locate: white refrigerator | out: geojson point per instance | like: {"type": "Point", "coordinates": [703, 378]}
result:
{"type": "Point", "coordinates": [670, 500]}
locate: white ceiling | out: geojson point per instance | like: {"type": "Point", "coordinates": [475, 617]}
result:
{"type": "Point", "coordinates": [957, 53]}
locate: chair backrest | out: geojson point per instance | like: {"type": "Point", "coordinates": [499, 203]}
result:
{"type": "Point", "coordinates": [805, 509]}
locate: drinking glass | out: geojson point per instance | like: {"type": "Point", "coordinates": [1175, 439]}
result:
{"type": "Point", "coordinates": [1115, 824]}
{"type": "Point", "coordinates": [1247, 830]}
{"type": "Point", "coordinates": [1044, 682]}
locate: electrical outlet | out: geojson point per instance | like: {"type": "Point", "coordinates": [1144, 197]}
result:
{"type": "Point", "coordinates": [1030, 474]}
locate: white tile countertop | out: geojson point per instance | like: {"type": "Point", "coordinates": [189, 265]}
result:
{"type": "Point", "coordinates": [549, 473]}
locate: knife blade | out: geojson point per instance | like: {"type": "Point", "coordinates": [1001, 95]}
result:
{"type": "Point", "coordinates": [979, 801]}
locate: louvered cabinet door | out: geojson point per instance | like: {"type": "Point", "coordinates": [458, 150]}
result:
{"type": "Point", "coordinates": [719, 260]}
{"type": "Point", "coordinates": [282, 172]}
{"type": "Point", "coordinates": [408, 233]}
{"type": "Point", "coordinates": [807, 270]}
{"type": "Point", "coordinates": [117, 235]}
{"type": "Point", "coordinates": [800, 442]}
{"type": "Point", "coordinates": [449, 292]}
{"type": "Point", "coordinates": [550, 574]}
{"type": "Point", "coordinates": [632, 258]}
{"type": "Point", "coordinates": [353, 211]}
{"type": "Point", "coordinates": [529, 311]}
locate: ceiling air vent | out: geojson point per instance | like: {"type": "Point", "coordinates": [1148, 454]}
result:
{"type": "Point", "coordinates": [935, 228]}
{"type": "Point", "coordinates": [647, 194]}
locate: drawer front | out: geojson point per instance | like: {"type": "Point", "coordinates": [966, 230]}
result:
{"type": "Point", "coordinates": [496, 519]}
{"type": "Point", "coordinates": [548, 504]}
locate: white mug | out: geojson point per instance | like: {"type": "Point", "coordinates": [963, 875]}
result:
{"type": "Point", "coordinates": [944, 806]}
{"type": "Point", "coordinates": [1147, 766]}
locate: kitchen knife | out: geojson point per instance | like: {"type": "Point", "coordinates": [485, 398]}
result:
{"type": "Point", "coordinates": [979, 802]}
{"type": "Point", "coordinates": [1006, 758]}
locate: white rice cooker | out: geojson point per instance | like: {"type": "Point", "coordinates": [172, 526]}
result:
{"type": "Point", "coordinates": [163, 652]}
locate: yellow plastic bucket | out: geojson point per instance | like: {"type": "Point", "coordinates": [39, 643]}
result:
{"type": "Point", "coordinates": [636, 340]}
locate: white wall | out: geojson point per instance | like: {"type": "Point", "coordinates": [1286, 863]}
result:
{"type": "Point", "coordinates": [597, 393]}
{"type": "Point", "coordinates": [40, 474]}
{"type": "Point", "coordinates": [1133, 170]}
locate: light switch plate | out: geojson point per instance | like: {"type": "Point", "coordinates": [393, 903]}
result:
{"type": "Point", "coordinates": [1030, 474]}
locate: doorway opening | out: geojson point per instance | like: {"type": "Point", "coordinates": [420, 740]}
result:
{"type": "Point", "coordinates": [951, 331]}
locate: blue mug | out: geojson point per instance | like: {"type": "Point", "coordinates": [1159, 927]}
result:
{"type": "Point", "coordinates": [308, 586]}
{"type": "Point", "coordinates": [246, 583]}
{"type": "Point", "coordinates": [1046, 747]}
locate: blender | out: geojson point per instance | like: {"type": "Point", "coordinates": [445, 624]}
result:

**STATED PROBLEM**
Every line of the material must be returned exactly as it appears.

**SOLUTION TO THIS TASK**
locate: white refrigerator | out: geojson point per instance | like: {"type": "Point", "coordinates": [703, 378]}
result:
{"type": "Point", "coordinates": [670, 500]}
locate: white ceiling | out: geojson point per instance | like: {"type": "Point", "coordinates": [475, 617]}
result:
{"type": "Point", "coordinates": [957, 53]}
locate: chair backrest | out: geojson point per instance | like: {"type": "Point", "coordinates": [499, 203]}
result:
{"type": "Point", "coordinates": [805, 509]}
locate: drinking glass | out: geojson point per instance | like: {"type": "Point", "coordinates": [1175, 439]}
result:
{"type": "Point", "coordinates": [1115, 824]}
{"type": "Point", "coordinates": [1247, 830]}
{"type": "Point", "coordinates": [1044, 682]}
locate: electrical outlet | out: geojson point per instance | like: {"type": "Point", "coordinates": [1144, 197]}
result:
{"type": "Point", "coordinates": [1030, 474]}
locate: white tile countertop | out: geojson point per instance | like: {"type": "Point", "coordinates": [189, 265]}
result:
{"type": "Point", "coordinates": [549, 473]}
locate: knife blade | out: geojson point per instance | like: {"type": "Point", "coordinates": [1001, 95]}
result:
{"type": "Point", "coordinates": [979, 801]}
locate: louvered cabinet door | out: geojson point per instance | like: {"type": "Point", "coordinates": [458, 150]}
result:
{"type": "Point", "coordinates": [719, 260]}
{"type": "Point", "coordinates": [282, 172]}
{"type": "Point", "coordinates": [408, 233]}
{"type": "Point", "coordinates": [807, 270]}
{"type": "Point", "coordinates": [117, 235]}
{"type": "Point", "coordinates": [800, 442]}
{"type": "Point", "coordinates": [449, 292]}
{"type": "Point", "coordinates": [550, 574]}
{"type": "Point", "coordinates": [632, 258]}
{"type": "Point", "coordinates": [353, 211]}
{"type": "Point", "coordinates": [529, 311]}
locate: ceiling air vent | out: geojson point per instance | like: {"type": "Point", "coordinates": [1148, 454]}
result:
{"type": "Point", "coordinates": [935, 228]}
{"type": "Point", "coordinates": [647, 194]}
locate: drawer front | out: geojson point per instance | like: {"type": "Point", "coordinates": [966, 230]}
result:
{"type": "Point", "coordinates": [496, 519]}
{"type": "Point", "coordinates": [548, 504]}
locate: white mug | out: geojson point per instance | like: {"type": "Point", "coordinates": [963, 875]}
result:
{"type": "Point", "coordinates": [944, 806]}
{"type": "Point", "coordinates": [1147, 766]}
locate: kitchen knife | out: geojson point per instance | like: {"type": "Point", "coordinates": [485, 398]}
result:
{"type": "Point", "coordinates": [979, 802]}
{"type": "Point", "coordinates": [1006, 758]}
locate: white rice cooker | out: geojson point per instance | like: {"type": "Point", "coordinates": [172, 526]}
result:
{"type": "Point", "coordinates": [163, 652]}
locate: yellow plastic bucket | out: geojson point per instance | like: {"type": "Point", "coordinates": [39, 643]}
result:
{"type": "Point", "coordinates": [636, 340]}
locate: white wall | out: geojson point per instance | like: {"type": "Point", "coordinates": [1286, 863]}
result:
{"type": "Point", "coordinates": [597, 393]}
{"type": "Point", "coordinates": [40, 474]}
{"type": "Point", "coordinates": [1133, 170]}
locate: light switch plate | out: geojson point per instance | like: {"type": "Point", "coordinates": [393, 903]}
result:
{"type": "Point", "coordinates": [1030, 474]}
locate: doorway opening | out: geojson point per instance | like: {"type": "Point", "coordinates": [420, 740]}
result:
{"type": "Point", "coordinates": [951, 331]}
locate: blue mug | out: geojson point per instance | like: {"type": "Point", "coordinates": [1159, 927]}
result:
{"type": "Point", "coordinates": [308, 586]}
{"type": "Point", "coordinates": [246, 583]}
{"type": "Point", "coordinates": [1046, 747]}
locate: blender | out: geojson point per instance | like: {"type": "Point", "coordinates": [445, 624]}
result:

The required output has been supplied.